◆ CONSIGNE A:
Les affirmations (i), (ii) et (iii) ci-dessous concordent-elles avec le texte fourni ? Répondez par oui ou par non et citez les mots du texte qui tranchent.
(i) L'Allemagne compte 8,5 % de postes accessibles en télétravail.
(ii) Le taux de télétravail du secteur de la culture et du divertissement a augmenté l'année qui a suivi la crise.
(iii) Les postes à pourvoir dans le marketing affichent un taux de télétravail de 16 %.
◆ CONSIGNE B:
Répondez aux questions suivantes d'après le texte fourni.
(i) Quels pays affichent des taux de télétravail supérieurs à 10 % ?
(ii) Quel taux de télétravail affichent les postes à pourvoir dans les médias et la communication ?
(iii) Quelle part des recherches totales des candidats en France comportait des mots clés liés au télétravail début avril ?

◆ TEXTE FOURNI:
Cet attentisme est d’autant plus préoccupant que la France figure à présent en dernière position sur l’échantillon, assez large, de pays suivis sur l’adoption du télétravail. L’Italie, qui a approximativement suivi en 2020 la même trajectoire que la France, a vu depuis janvier considérablement augmenter son volume de postes accessibles en télétravail. Une explication possible est le niveau élevé de restrictions à la mobilité, qui peut inciter les employeurs à recourir davantage au télétravail. Le Royaume-Uni et le Canada affichent toujours des taux particulièrement élevés, supérieurs à 10 %. Quant à l’Australie, elle maintient son taux d’annonces disponibles en télétravail alors même qu’elle a quasiment vaincu la pandémie, signe que le télétravail a des chances de s’imposer après la crise. Enfin, l’Allemagne, avec 8,5 % des postes accessibles en télétravail, poursuit sa progression, remarquablement constante depuis le début de la crise.

L’adoption du télétravail varie fortement selon les secteurs, et le constat est similaire à celui que nous faisions en novembre. Les postes à pourvoir dans les médias et la communication ainsi que dans le marketing affichent un taux élevé de télétravail (respectivement 16 % et 14 %). Le développement de logiciels, l’information médicale, l’immobilier et la banque et la finance figurent parmi les secteurs dans lesquels il est relativement aisé de trouver des opportunités en travail à distance : la part du télétravail dans les annonces sur Indeed.fr y est supérieure à 10 %. Quelques secteurs affichent un taux quasi nul en raison de l’impossibilité de travailler à distance : le transport routier, la logistique, les métiers de la production et de la fabrication, la construction, la médecine dentaire, la maintenance et la réparation, les soins infirmiers, etc.  

Les médias et la communication, le marketing, l’information médicale, le développement de logiciels et l’immobilier sont les secteurs qui ont vu leur part d’offres en télétravail progresser le plus fortement. Cette évolution pourrait déboucher sur une nouvelle organisation du travail dans les secteurs concernés. À l’inverse, le cas de la culture et du divertissement interpelle : le secteur affichait un taux de télétravail de 11 % avant la crise, contre 7 % l’année qui a suivi.

Les recherches de la part des candidats sont quant à elles restées à un niveau très inférieur à celui des autres pays début avril, avec 0,3 % des recherches totales s’effectuant avec des mots clés en lien avec le télétravail. Les candidats français savent sans doute qu’il reste difficile d’obtenir un poste en télétravail en France dans beaucoup de secteurs, et utilisent donc moins cet axe de recherche que les candidats d’autres pays. Le fait que le chômage touche de façon prépondérante des personnes moins qualifiées et susceptibles de s’intéresser à des secteurs peu concernés par le télétravail peut également jouer un rôle.  Sur cet indicateur, les chercheurs d’emploi italiens utilisent dans plus de 1 % de leurs recherches des mots clés liés au télétravail, contre 1,2 % et 1,3 % pour le Royaume-Uni et l’Allemagne respectivement. En comparaison, plus de 3 % des recherches américaines mentionnent les mots-clés liés au télétravail, soit près de 10 fois plus qu’en France.

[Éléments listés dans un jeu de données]
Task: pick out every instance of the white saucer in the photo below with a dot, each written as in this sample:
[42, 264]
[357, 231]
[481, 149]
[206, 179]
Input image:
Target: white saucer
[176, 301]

◆ RÉPONSE A:
(i) Oui : « l’Allemagne, avec 8,5 % des postes accessibles en télétravail ».
(ii) Non : « le secteur affichait un taux de télétravail de 11 % avant la crise, contre 7 % l’année qui a suivi ».
(iii) Non : « Les postes à pourvoir dans les médias et la communication ainsi que dans le marketing affichent un taux élevé de télétravail (respectivement 16 % et 14 %) ».

◆ RÉPONSE B:
(i) Le Royaume-Uni et le Canada.
(ii) 16 %.
(iii) 0,3 %.